Problem statement - Output each entry verbatim and exclude every picture from it.

Exercise input -
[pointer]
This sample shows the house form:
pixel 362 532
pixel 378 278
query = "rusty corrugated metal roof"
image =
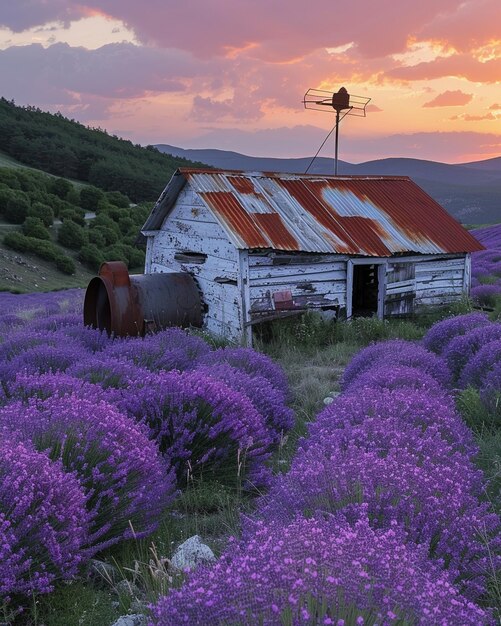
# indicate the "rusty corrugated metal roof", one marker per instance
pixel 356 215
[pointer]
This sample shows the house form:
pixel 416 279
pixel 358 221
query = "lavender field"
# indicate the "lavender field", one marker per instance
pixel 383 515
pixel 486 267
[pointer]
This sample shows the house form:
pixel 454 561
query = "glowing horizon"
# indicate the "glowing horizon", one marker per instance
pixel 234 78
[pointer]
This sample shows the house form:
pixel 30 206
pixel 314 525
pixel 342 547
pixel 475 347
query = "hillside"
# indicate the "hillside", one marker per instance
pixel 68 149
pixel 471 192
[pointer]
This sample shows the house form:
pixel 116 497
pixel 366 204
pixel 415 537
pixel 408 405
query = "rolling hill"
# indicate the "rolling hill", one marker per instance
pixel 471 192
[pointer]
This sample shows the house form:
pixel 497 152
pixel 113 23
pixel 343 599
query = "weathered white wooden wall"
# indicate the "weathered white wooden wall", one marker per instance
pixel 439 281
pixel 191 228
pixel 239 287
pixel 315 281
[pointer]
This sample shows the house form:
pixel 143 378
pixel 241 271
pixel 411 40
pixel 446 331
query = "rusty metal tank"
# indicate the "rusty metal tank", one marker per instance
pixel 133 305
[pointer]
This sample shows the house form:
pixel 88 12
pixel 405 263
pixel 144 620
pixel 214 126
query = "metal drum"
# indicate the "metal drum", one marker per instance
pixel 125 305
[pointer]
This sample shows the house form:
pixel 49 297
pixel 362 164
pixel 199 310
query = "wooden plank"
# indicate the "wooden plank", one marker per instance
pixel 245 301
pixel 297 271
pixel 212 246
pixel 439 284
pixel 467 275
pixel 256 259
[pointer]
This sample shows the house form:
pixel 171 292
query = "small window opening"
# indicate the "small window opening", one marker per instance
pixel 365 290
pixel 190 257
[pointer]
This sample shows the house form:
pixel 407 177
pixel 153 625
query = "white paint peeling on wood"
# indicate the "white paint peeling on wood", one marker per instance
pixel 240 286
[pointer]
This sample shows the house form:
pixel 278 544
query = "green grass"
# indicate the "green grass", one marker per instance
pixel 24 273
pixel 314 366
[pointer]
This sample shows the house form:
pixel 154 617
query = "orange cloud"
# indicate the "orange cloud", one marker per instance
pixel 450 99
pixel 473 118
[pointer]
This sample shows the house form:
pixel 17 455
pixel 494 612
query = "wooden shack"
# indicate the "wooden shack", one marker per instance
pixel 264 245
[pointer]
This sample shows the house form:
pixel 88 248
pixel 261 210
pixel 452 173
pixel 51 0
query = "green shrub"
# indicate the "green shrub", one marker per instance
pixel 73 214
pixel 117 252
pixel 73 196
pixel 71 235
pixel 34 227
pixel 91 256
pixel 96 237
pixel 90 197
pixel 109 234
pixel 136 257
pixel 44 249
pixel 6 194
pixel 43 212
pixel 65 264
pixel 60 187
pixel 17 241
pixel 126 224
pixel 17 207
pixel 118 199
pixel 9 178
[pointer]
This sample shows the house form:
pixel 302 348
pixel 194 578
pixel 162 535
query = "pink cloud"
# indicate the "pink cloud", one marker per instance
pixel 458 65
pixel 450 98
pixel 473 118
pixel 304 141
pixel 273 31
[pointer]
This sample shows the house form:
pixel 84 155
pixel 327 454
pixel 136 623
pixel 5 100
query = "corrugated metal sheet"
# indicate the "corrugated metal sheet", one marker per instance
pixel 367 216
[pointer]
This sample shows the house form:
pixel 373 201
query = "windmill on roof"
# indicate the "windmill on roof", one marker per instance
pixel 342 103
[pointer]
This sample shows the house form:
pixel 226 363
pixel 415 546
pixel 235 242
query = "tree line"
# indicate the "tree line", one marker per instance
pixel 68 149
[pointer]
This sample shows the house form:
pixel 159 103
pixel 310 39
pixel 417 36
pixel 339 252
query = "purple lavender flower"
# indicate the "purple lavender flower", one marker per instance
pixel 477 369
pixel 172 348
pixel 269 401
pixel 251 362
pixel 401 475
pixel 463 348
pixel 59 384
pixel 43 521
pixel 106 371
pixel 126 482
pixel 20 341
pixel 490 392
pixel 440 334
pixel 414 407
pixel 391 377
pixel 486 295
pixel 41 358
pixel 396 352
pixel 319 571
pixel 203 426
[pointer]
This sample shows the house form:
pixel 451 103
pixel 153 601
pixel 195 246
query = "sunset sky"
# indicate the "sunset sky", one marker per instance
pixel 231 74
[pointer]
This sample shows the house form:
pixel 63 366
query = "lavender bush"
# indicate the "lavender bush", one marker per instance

Finished answer -
[pointer]
This sample shows the house form:
pixel 362 532
pixel 378 278
query = "rusty corrugated metal roof"
image =
# indicate the "rusty corrugated metal roof", one marker per instance
pixel 356 215
[pointer]
This sample shows the house form:
pixel 416 279
pixel 358 221
query = "lavender field"
# indicate the "lavender field", one marker per instance
pixel 383 515
pixel 486 267
[pointer]
This sample shows the house form:
pixel 454 561
query = "glowing horizon"
# indicate the "glowing horizon", one marker per instance
pixel 234 78
[pointer]
This sample shows the house form:
pixel 30 206
pixel 314 525
pixel 342 547
pixel 475 347
query = "hillside"
# indicate the "hillside", one marker per instance
pixel 68 149
pixel 471 192
[pointer]
This sample shows the house form:
pixel 116 497
pixel 366 204
pixel 415 537
pixel 408 405
query = "rolling hill"
# indicate the "rolling hill", one marker per instance
pixel 471 192
[pointer]
This sample shows the house form:
pixel 497 152
pixel 113 23
pixel 343 599
query = "weathered white wooden wall"
# indicate the "weathered white wooden wall", one marker per instance
pixel 439 281
pixel 191 228
pixel 239 287
pixel 315 281
[pointer]
This sample shows the house form:
pixel 143 378
pixel 241 271
pixel 411 40
pixel 446 331
query = "rusty metal tank"
# indicate the "rusty metal tank", one marker per instance
pixel 133 305
[pointer]
This sample shows the house form:
pixel 88 12
pixel 405 263
pixel 144 620
pixel 214 126
query = "metal drum"
# indicate the "metal drum", one marker per instance
pixel 125 305
[pointer]
This sample shows the house form:
pixel 49 297
pixel 362 164
pixel 199 310
query = "wooden plank"
# indicate the "wooden plank", one marker per instance
pixel 245 301
pixel 297 271
pixel 212 246
pixel 439 284
pixel 467 275
pixel 256 259
[pointer]
This sample shows the house form:
pixel 171 292
query = "small window opening"
# indicate the "small window opening", one marker per instance
pixel 365 290
pixel 190 257
[pointer]
This sample shows the house form:
pixel 407 177
pixel 153 625
query = "white paint peeling on wood"
# indicate the "white paint peeling on wood", one marker per instance
pixel 240 286
[pointer]
This sample shows the house form:
pixel 278 544
query = "green grass"
# indicate the "green grass", one marker per instance
pixel 24 273
pixel 314 366
[pointer]
This sample shows the house form:
pixel 154 617
query = "orange cloud"
# indicate the "orange cloud", one marker per instance
pixel 450 99
pixel 473 118
[pointer]
This sample shows the house form:
pixel 17 455
pixel 494 612
query = "wooden shack"
# indicate the "wooden shack", one marker per instance
pixel 264 245
[pointer]
This sample shows the house form:
pixel 88 248
pixel 261 210
pixel 452 173
pixel 51 0
query = "green shrub"
# indicate the "green shrub", one marker per instance
pixel 73 214
pixel 117 252
pixel 73 196
pixel 71 235
pixel 34 227
pixel 91 256
pixel 96 237
pixel 90 197
pixel 109 234
pixel 136 257
pixel 44 249
pixel 6 194
pixel 43 212
pixel 65 264
pixel 60 187
pixel 17 241
pixel 126 224
pixel 17 207
pixel 118 199
pixel 9 178
[pointer]
This sample shows the house form:
pixel 302 348
pixel 194 578
pixel 162 535
query = "pink cloud"
# indicate the "pink cloud", one marker per instance
pixel 458 65
pixel 450 98
pixel 473 118
pixel 304 141
pixel 273 31
[pointer]
This sample shows the house form:
pixel 84 155
pixel 327 454
pixel 136 623
pixel 5 100
query = "corrugated metal sheet"
# indicate the "corrugated metal sheet", one marker per instance
pixel 367 216
[pointer]
This sample shows the house form:
pixel 373 201
query = "windmill on roof"
# indicate the "windmill on roof", one marker per instance
pixel 342 103
[pointer]
This sample shows the house form:
pixel 226 363
pixel 415 546
pixel 235 242
query = "tree line"
# indicate the "tree line", one marker per instance
pixel 68 149
[pointer]
This sample shows the house form:
pixel 159 103
pixel 310 39
pixel 417 36
pixel 339 252
query = "purple lavender flower"
# indicate the "purple lavender flower", one marker per instance
pixel 477 369
pixel 172 348
pixel 269 401
pixel 251 362
pixel 401 475
pixel 463 348
pixel 59 384
pixel 43 521
pixel 106 371
pixel 126 482
pixel 20 341
pixel 490 392
pixel 440 334
pixel 414 407
pixel 391 377
pixel 486 295
pixel 41 358
pixel 396 352
pixel 319 571
pixel 203 426
[pointer]
This sample shows the house form:
pixel 451 103
pixel 153 601
pixel 195 246
query = "sunset sky"
# indicate the "sunset sky", one marker per instance
pixel 231 74
[pointer]
This sample shows the house form:
pixel 63 366
query = "lavender bush"
# indicate the "lavender bush", one marker per instance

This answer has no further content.